GOAL:
In the thread on deleting the first line of a file, reproduce the passage between "but this will" and "is a problem.", inclusive, changing "truncates" to "empties".

EXCERPT:
####################

How can I remove the first line of a text file using bash/sed script? - bash

I need to repeatedly remove the first line from a huge text file using a bash script.
Right now I am using sed -i -e "1d" $FILE - but it takes around a minute to do the deletion.
Is there a more efficient way to accomplish this?

Try tail:
tail -n +2 "$FILE"
-n x: Just print the last x lines. tail -n 5 would give you the last 5 lines of the input. The + sign kind of inverts the argument and make tail print anything but the first x-1 lines. tail -n +1 would print the whole file, tail -n +2 everything but the first line, etc.
GNU tail is much faster than sed. tail is also available on BSD and the -n +2 flag is consistent across both tools. Check the FreeBSD or OS X man pages for more.
The BSD version can be much slower than sed, though. I wonder how they managed that; tail should just read a file line by line while sed does pretty complex operations involving interpreting a script, applying regular expressions and the like.
Note: You may be tempted to use
# THIS WILL GIVE YOU AN EMPTY FILE!
tail -n +2 "$FILE" > "$FILE"
but this will give you an empty file. The reason is that the redirection (>) happens before tail is invoked by the shell:
Shell truncates file $FILE
Shell creates a new process for tail
Shell redirects stdout of the tail process to $FILE
tail reads from the now empty $FILE
If you want to remove the first line inside the file, you should use:
tail -n +2 "$FILE" > "$FILE.tmp" && mv "$FILE.tmp" "$FILE"
The && will make sure that the file doesn't get overwritten when there is a problem.

You can use -i to update the file without using '>' operator. The following command will delete the first line from the file and save it to the file (uses a temp file behind the scenes).

####################

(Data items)
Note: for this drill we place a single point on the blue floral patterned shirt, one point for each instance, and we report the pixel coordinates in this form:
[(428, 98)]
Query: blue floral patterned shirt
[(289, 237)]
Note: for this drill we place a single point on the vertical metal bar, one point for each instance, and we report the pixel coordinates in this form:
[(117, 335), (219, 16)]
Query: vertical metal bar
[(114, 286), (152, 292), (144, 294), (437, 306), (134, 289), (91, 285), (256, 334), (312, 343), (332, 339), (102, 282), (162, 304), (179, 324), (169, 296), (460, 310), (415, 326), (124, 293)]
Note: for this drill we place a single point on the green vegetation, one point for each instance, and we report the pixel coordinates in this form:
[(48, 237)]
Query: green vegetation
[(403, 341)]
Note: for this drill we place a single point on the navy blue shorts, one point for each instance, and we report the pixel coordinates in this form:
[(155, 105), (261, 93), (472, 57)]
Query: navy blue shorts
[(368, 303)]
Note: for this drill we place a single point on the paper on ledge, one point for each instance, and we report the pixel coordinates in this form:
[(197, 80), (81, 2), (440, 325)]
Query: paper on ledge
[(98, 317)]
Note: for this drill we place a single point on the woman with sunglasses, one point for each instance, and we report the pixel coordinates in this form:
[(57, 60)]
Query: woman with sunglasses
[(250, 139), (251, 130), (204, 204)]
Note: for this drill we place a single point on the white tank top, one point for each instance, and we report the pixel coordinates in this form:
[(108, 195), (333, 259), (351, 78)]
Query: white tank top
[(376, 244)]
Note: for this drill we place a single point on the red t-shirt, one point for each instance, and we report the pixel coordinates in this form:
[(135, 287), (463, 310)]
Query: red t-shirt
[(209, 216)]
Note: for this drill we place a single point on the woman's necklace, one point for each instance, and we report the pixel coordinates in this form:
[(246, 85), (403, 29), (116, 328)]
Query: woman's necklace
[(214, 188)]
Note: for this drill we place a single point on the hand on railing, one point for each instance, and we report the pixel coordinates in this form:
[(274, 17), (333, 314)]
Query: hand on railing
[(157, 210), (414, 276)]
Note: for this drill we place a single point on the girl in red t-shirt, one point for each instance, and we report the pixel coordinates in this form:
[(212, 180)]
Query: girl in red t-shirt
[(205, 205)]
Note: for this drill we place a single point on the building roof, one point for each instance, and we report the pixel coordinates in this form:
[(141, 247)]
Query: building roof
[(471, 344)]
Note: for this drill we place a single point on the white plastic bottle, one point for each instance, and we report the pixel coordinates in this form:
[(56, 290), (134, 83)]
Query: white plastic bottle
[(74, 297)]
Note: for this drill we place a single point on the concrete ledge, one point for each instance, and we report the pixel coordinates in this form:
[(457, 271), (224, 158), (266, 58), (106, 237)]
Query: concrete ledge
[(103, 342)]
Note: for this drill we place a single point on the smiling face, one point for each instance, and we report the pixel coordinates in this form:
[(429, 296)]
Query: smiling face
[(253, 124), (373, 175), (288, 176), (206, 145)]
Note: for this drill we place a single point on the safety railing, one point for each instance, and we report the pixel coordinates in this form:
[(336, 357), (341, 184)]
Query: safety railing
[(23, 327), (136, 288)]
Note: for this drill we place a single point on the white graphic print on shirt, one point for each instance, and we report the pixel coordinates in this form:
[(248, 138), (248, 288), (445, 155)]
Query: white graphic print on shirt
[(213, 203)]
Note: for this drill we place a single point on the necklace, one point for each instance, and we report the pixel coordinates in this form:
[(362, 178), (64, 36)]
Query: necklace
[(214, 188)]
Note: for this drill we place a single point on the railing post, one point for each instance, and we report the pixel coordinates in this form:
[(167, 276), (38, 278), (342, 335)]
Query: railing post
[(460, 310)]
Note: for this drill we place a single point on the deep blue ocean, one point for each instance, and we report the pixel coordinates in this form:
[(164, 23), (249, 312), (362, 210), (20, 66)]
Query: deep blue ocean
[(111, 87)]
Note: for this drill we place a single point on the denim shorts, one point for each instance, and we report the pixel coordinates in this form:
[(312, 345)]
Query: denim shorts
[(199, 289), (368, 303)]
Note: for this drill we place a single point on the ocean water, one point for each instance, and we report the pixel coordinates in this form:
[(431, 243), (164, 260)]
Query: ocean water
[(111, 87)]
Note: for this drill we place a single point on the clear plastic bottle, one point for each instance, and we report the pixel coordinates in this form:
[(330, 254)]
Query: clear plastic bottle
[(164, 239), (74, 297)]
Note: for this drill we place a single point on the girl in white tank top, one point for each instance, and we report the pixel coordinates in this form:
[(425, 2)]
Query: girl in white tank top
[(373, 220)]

####################

WRITTEN ANSWER:
but this will give you an empty file. The reason is that the redirection (>) happens before tail is invoked by the shell:
Shell empties file $FILE
Shell creates a new process for tail
Shell redirects stdout of the tail process to $FILE
tail reads from the now empty $FILE
If you want to remove the first line inside the file, you should use:
tail -n +2 "$FILE" > "$FILE.tmp" && mv "$FILE.tmp" "$FILE"
The && will make sure that the file doesn't get overwritten when there is a problem.